* Begin DATA IN THIS EXERCISE *

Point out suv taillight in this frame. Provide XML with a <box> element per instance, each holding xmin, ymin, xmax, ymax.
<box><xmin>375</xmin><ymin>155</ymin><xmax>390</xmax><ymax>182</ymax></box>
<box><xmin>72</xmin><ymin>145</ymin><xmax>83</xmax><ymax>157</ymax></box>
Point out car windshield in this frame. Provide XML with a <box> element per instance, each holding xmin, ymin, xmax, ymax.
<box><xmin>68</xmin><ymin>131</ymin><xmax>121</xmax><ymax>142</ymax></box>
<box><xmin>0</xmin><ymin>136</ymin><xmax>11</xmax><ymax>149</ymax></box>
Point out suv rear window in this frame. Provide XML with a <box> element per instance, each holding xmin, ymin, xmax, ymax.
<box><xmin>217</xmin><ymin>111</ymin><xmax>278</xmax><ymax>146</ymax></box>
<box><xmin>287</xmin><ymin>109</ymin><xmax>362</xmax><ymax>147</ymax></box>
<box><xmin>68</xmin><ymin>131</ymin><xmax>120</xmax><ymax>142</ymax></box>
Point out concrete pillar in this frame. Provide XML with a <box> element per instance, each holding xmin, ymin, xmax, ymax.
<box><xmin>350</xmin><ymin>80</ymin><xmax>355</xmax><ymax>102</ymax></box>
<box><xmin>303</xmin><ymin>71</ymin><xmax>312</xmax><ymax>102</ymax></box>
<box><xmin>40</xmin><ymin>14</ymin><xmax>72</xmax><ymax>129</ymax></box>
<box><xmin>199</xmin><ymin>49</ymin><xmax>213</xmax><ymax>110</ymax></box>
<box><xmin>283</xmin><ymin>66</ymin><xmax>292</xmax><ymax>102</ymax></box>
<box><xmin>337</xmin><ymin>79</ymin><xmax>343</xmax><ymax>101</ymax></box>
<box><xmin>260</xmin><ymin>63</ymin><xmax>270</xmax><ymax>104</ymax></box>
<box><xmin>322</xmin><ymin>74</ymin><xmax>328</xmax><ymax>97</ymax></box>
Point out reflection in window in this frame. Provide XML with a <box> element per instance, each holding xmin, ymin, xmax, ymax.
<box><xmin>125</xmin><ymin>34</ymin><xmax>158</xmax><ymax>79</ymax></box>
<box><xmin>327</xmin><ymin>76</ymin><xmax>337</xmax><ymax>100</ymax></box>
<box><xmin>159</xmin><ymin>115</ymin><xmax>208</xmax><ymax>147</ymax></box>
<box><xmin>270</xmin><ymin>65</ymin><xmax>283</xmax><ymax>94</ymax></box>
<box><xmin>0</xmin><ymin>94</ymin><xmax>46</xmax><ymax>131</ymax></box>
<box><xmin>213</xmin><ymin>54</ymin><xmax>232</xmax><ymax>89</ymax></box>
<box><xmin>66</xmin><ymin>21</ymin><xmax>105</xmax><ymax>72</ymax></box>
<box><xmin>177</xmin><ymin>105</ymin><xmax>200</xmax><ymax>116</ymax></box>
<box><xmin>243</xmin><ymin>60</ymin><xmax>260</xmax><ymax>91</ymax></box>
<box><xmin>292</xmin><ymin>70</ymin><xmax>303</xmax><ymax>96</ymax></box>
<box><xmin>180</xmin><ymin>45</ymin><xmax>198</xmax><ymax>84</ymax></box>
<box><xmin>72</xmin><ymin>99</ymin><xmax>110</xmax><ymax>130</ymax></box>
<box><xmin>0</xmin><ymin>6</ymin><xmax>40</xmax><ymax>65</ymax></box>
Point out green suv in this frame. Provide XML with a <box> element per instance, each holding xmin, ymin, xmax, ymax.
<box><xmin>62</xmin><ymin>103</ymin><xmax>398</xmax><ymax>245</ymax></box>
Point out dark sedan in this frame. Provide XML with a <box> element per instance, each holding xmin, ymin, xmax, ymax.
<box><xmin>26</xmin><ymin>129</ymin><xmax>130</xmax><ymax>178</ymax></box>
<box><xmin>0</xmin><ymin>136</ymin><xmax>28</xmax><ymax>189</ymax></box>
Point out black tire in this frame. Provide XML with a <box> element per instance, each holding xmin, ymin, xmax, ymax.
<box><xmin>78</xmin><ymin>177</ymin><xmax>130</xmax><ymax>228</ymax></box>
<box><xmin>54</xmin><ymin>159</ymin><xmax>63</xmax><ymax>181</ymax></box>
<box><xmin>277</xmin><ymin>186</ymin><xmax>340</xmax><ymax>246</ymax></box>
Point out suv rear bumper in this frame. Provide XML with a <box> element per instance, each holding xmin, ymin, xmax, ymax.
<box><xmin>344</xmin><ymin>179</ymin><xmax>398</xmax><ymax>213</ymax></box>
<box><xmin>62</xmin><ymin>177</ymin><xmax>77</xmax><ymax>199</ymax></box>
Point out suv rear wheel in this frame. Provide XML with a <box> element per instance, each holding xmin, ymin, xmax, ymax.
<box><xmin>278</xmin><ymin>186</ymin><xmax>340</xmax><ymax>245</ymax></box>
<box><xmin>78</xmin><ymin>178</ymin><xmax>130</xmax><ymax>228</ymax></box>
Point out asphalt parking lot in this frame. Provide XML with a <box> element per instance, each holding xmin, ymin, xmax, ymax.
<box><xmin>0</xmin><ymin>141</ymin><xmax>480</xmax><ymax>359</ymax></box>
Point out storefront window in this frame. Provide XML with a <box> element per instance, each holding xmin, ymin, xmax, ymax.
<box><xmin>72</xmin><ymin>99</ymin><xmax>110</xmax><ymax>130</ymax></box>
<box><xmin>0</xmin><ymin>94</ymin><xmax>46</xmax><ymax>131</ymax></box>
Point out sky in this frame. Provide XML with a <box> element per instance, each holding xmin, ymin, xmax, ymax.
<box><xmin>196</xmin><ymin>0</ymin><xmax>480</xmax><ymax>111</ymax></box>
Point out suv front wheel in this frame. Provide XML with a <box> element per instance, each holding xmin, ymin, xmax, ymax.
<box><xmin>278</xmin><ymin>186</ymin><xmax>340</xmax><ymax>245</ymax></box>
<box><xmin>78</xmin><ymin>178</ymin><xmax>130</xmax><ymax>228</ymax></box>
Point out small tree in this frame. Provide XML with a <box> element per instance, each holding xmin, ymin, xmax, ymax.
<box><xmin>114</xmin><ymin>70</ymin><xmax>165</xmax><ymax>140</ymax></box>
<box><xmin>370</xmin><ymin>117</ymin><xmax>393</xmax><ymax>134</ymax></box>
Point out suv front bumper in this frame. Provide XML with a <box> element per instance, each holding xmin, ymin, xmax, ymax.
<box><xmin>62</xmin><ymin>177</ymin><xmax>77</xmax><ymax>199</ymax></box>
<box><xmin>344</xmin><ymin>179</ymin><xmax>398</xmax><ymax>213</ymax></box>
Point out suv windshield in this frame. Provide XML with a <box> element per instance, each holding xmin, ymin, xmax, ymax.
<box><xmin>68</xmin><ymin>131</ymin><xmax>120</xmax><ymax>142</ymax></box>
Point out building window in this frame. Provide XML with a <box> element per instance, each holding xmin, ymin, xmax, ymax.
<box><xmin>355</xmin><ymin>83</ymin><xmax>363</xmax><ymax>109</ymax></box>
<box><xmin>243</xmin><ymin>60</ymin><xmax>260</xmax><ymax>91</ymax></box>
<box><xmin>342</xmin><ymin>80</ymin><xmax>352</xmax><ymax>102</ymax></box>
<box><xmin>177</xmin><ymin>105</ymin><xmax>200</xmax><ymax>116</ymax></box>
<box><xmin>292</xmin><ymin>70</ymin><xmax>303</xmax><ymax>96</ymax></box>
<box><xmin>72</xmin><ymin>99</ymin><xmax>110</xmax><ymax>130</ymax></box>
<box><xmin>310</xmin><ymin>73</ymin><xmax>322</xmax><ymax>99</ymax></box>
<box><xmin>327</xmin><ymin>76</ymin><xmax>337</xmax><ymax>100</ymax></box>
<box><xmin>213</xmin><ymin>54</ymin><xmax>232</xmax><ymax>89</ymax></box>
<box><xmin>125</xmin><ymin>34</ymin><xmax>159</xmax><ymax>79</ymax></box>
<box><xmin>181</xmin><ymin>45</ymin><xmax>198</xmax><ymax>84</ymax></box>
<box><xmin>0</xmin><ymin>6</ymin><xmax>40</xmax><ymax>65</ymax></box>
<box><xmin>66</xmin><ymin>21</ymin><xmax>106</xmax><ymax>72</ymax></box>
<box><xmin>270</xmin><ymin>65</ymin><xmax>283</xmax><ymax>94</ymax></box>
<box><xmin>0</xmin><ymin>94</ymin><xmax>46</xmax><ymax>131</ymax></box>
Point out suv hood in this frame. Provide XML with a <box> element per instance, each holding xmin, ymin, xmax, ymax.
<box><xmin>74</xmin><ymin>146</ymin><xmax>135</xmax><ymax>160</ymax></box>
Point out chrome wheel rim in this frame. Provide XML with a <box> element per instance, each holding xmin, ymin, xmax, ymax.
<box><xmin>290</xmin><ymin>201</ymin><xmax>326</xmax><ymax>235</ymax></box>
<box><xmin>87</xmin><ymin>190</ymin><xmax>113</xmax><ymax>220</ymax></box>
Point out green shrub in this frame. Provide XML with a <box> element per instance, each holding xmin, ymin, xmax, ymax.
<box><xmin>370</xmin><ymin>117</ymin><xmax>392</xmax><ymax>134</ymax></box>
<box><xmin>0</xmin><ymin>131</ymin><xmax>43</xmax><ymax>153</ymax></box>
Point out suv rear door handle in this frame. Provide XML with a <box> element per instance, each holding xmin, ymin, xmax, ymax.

* End DATA IN THIS EXERCISE *

• **YOUR GOAL**: Extract, exactly, the lines above that begin at the line containing "Point out suv hood" and end at the final line of the records; add no other text.

• **COMPLETE RESPONSE**:
Point out suv hood in this frame. Provide XML with a <box> element per instance, each holding xmin, ymin, xmax, ymax.
<box><xmin>74</xmin><ymin>146</ymin><xmax>135</xmax><ymax>160</ymax></box>
Point out chrome wheel rim in this frame. Provide XML with a <box> element per instance, each holding xmin, ymin, xmax, ymax.
<box><xmin>290</xmin><ymin>201</ymin><xmax>326</xmax><ymax>235</ymax></box>
<box><xmin>87</xmin><ymin>190</ymin><xmax>113</xmax><ymax>220</ymax></box>
Point out green shrub in this frame. Provide XML with a <box> element per instance, each holding xmin, ymin, xmax, ymax.
<box><xmin>370</xmin><ymin>117</ymin><xmax>392</xmax><ymax>134</ymax></box>
<box><xmin>0</xmin><ymin>131</ymin><xmax>43</xmax><ymax>153</ymax></box>
Point out suv rear door handle in this frame. Provide XML with a <box> element per instance, each holding xmin, ymin, xmax, ymax.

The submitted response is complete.